Text excerpt Block Start
June 8 is a day the Haynes family will never forget.
On the school oval, 17-year-old Tom was throwing a frisbee around with his mates when he suddenly collapsed.
The Year 12 student at Carroll College Broulee was the picture of health: he was captain of the Narooma Lions under 17s side and loved his footy, the gym, swimming, fishing, diving and playing golf.
Tom had no prior heart issues and there were no hereditary heart conditions in his family, but on that day, he went into cardiac arrest. His heart went into ventricular fibrillation and stopped beating. His teachers noticed his face was turning blue.
Tom's mum Rachael was later told that he didn't fall heavily, but landed on his friend's foot. At first, it seemed like he was joking around.
Luckily, five teachers were close by and a student ran to retrieve the Automated External Defibrillator (AED), kept inside the front office at the school.
"The only reason Tom is alive is because there was a defibrillator at the school," Rachael said.
CPR alone would not have saved Tom.
Tom had no pulse but the defibrillator restored his normal heartbeat and he soon became responsive and began breathing on his own.
Only 10 per cent of people who experience cardiac arrest survive, and many that do survive are left with brain injuries caused by a lack of oxygen.
Rachael said the teachers who helped save her son's life acted so quickly and professionally.
"Each one of them had a part to play and no one panicked."
Emergency services, who did an "amazing" job according to Tom's parents, received a "code blue", and police escorted the ambulance carrying Tom to Moruya Hospital.
He was then taken to St George Hospital in Sydney, where he spent the next two weeks in recovery.
Text excerpt Block End
Data under study Block Start
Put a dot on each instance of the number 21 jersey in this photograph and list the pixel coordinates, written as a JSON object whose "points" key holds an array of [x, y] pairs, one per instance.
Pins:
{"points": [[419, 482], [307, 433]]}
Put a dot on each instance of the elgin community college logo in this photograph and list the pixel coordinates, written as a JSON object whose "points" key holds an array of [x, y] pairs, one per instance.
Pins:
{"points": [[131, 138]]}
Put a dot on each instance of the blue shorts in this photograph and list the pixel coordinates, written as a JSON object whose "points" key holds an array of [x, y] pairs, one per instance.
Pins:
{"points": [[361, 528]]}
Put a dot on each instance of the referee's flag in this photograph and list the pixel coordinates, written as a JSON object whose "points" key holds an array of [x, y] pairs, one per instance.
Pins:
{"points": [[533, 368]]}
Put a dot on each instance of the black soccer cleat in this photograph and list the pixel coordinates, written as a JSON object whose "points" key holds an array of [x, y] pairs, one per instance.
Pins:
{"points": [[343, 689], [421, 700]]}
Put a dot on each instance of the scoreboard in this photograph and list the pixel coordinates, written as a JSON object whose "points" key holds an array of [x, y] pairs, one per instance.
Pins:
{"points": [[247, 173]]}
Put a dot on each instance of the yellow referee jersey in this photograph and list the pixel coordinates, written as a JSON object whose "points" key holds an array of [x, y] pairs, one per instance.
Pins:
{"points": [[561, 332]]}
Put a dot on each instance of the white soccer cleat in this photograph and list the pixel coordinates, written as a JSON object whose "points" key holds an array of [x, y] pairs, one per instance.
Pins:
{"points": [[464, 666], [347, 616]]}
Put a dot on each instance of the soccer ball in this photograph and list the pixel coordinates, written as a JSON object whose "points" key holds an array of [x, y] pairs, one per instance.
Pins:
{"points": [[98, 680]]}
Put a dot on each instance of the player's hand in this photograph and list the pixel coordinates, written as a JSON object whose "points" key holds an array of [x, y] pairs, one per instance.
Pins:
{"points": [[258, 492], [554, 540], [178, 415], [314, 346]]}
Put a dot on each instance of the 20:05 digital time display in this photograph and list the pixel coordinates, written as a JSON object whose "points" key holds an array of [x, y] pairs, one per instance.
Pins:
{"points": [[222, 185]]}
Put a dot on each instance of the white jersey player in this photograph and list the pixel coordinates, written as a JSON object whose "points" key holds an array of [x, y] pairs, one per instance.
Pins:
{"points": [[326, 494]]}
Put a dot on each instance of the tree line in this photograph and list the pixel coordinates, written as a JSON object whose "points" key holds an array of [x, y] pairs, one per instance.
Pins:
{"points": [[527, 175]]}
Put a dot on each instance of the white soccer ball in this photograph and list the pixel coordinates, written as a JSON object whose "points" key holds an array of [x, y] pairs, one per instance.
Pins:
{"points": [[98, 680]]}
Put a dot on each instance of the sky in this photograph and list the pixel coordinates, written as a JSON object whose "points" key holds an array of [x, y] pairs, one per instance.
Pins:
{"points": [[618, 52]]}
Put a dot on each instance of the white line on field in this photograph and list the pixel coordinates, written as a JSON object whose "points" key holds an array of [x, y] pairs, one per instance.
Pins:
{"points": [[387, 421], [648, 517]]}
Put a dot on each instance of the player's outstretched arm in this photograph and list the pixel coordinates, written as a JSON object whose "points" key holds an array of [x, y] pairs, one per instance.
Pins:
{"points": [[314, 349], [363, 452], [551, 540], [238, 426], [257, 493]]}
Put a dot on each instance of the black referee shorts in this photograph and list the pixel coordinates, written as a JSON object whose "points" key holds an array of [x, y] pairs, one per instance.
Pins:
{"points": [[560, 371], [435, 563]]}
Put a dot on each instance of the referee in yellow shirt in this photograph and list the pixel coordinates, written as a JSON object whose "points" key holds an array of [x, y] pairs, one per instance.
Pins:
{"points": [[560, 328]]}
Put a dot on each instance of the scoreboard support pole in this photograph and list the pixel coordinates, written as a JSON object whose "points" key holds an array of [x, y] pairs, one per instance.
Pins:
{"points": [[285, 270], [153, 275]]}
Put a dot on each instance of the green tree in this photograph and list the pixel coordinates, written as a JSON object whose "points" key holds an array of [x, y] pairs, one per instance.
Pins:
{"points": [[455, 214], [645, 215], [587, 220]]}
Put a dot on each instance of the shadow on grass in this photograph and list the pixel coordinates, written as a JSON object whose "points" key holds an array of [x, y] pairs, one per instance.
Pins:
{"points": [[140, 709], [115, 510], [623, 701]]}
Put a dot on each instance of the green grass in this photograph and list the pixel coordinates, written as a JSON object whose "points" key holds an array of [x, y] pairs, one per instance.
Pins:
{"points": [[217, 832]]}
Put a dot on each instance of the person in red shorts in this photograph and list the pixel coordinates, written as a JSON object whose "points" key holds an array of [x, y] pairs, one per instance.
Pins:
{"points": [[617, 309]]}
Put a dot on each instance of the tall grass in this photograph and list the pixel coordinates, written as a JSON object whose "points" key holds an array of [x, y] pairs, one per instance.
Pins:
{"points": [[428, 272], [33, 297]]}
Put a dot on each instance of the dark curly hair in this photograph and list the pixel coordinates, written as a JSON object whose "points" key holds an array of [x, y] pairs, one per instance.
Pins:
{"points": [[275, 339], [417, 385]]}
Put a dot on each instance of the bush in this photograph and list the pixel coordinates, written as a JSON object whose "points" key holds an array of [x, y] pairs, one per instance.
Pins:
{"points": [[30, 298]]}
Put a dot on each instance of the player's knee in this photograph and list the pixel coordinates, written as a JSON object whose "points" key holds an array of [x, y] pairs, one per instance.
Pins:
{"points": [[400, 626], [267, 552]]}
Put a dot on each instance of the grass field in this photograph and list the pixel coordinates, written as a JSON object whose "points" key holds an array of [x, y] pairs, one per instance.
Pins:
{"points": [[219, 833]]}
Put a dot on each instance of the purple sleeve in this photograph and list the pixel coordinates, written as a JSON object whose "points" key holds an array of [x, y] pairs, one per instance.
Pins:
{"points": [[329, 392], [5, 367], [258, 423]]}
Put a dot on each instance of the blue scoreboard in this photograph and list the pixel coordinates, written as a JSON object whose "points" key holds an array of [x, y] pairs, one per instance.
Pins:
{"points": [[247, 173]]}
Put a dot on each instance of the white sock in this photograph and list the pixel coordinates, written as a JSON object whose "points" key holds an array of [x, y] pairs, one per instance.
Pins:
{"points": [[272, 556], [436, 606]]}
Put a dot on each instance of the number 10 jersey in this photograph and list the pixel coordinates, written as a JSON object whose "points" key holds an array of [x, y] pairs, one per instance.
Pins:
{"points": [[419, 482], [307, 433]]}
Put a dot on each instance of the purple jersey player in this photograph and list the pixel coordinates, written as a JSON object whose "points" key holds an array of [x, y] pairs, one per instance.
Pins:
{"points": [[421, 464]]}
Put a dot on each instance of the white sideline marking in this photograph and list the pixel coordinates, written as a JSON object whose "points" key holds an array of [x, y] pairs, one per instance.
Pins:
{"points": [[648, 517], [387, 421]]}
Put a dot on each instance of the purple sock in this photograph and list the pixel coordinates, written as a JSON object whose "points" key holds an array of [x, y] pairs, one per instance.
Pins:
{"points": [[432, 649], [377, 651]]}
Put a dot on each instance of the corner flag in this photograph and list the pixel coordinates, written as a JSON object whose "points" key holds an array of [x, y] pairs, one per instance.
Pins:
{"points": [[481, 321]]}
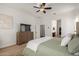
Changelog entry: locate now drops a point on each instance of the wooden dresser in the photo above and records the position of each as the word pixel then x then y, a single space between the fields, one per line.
pixel 24 37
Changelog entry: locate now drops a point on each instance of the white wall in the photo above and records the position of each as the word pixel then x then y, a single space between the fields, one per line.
pixel 8 36
pixel 67 22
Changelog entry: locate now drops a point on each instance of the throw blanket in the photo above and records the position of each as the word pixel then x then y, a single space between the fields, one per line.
pixel 33 44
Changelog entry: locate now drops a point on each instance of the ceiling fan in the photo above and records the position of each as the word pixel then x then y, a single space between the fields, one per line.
pixel 42 7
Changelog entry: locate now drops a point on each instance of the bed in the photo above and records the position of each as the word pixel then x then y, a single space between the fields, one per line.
pixel 50 47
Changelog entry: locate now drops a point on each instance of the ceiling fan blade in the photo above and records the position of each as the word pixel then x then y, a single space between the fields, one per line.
pixel 43 4
pixel 35 7
pixel 48 8
pixel 44 12
pixel 37 10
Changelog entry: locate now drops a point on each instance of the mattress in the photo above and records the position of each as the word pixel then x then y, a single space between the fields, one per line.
pixel 48 48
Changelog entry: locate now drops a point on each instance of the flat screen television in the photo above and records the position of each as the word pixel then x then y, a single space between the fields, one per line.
pixel 25 27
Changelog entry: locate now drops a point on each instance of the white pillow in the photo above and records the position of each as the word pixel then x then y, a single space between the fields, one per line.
pixel 66 40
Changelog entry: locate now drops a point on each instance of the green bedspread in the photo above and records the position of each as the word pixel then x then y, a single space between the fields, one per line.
pixel 48 48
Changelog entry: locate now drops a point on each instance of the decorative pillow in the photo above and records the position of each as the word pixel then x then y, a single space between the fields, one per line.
pixel 73 45
pixel 76 54
pixel 66 40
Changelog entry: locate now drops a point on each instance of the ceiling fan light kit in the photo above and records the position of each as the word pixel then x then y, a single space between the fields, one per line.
pixel 42 8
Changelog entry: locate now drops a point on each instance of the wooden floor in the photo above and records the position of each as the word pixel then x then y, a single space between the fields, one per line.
pixel 15 50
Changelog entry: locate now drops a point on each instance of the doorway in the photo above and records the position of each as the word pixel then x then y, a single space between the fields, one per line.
pixel 42 30
pixel 58 28
pixel 77 27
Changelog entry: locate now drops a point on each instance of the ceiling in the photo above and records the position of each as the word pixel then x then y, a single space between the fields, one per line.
pixel 56 8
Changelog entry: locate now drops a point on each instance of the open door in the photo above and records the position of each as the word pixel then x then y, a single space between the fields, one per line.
pixel 77 27
pixel 58 28
pixel 42 30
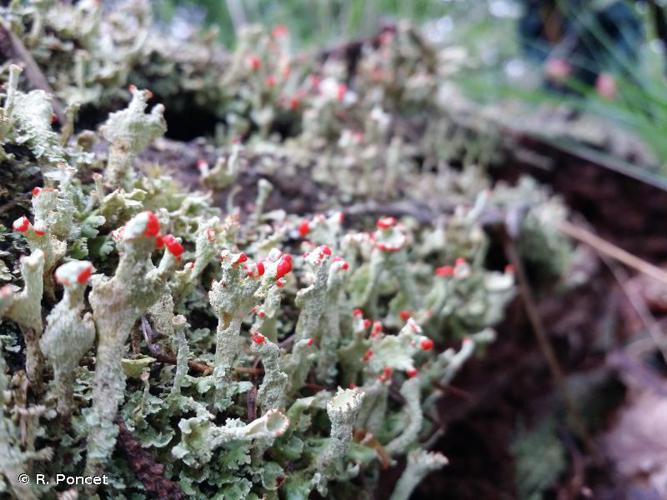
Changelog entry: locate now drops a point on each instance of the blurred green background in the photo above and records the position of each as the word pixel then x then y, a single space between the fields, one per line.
pixel 626 42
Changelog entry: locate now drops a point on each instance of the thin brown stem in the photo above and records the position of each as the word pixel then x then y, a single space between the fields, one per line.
pixel 604 247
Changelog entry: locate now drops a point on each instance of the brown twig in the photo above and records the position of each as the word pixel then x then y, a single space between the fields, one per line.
Data under study Block End
■ Activities:
[a] In the article about Tom's cardiac arrest, where at the school was the defibrillator kept?
[b] Extend the article about Tom's cardiac arrest, starting after its last sentence.
You can ignore the records.

■ Answers:
[a] Inside the front office.

[b]
During those weeks, the Haynes family including Tom's dad Phil and sister Jamie stayed by his side and were even visited by Sydney Swans captain Luke Parker.
Rachael said they started to reflect on the life-altering incident.
"We had so much time to think so we started researching cardiac arrests and defibrillators."
Phil came across Heart of the Nation, a charity established by original yellow Wiggle Greg Page who went into cardiac arrest onstage during a 2020 concert.
With the knowledge that Phil and Rachael may have lost their son without a defibrillator being available at the school, the family reached out to the charity.
The next morning, they got a call from Greg Page.
After Tom had surgery to implant a defibrillator, the family headed back home to Narooma.
They noticed just how very few defibrillators were available in outdoor areas along the South Coast, and the ones that were available were not visible.
"We know some locations, shops and sporting facilities have them, however that is because we look for them wherever we go.
"In each location they're visible and often these facilities are only open during business hours. What happens if you suffer a cardiac arrest out of business hours?" Phil said.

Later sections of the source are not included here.